Your goal:
Your answer should be the line containing "of the peach" and each line after it through the end of the data below, repeated exactly.

Referring expression data
=======

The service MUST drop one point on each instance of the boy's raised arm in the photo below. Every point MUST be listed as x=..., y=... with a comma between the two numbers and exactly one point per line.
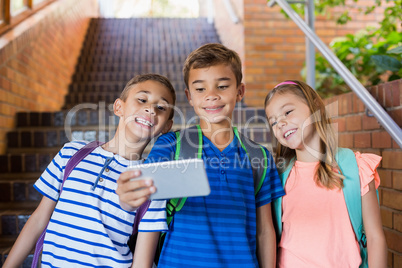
x=266, y=239
x=132, y=194
x=33, y=228
x=145, y=249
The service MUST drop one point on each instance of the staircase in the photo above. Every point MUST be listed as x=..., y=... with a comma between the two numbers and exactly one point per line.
x=113, y=52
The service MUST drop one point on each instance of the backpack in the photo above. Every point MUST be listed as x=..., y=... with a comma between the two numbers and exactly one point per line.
x=71, y=164
x=351, y=191
x=189, y=145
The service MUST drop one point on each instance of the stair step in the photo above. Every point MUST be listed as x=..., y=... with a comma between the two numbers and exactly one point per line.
x=122, y=77
x=90, y=115
x=114, y=86
x=133, y=67
x=100, y=115
x=84, y=98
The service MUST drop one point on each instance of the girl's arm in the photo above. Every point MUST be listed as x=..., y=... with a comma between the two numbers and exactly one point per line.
x=266, y=239
x=145, y=248
x=376, y=244
x=30, y=233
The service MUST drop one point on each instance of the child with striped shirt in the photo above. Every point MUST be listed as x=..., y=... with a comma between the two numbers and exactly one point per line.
x=87, y=226
x=232, y=227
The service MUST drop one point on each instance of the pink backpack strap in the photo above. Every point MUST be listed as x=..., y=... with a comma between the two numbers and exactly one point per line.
x=71, y=164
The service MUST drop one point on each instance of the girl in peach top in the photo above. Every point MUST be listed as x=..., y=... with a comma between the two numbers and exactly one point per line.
x=317, y=231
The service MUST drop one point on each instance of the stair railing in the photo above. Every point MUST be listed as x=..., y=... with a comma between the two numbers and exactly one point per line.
x=379, y=112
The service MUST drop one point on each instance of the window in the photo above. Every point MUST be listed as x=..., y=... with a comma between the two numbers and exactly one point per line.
x=18, y=6
x=13, y=12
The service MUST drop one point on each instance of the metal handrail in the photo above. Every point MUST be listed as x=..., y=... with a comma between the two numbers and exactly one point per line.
x=379, y=112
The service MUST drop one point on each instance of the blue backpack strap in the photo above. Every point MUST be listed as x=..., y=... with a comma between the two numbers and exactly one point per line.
x=277, y=203
x=254, y=151
x=346, y=160
x=71, y=164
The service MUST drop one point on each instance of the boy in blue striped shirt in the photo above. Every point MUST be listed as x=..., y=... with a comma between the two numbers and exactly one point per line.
x=232, y=227
x=88, y=227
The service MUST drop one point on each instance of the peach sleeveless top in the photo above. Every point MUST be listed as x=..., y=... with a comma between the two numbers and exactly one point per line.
x=316, y=228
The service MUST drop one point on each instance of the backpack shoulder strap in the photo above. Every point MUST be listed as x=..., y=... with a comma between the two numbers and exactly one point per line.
x=351, y=190
x=346, y=160
x=78, y=157
x=189, y=143
x=71, y=164
x=277, y=203
x=258, y=159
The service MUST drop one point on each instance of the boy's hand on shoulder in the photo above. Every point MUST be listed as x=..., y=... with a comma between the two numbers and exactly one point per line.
x=133, y=193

=======

Solution to the exercise:
The service MUST drop one point on each instance of the peach sleeveless top in the photo above. Every point MUST be listed as x=..., y=... with a comma between the two numbers and exactly one point per line.
x=316, y=228
The service MUST drop one point on each instance of the backpack shoulder strap in the photo above. Every point MUST be listed as x=..., y=... with a comma between the two numbers and exactly one point per line.
x=351, y=190
x=346, y=160
x=78, y=157
x=189, y=143
x=71, y=164
x=277, y=203
x=258, y=159
The service MUST drop one point on each instance of the boy's hand on shoulder in the photo above. Every point MUST be listed as x=..., y=... with a comma between the two numbers and exactly one point per line.
x=133, y=193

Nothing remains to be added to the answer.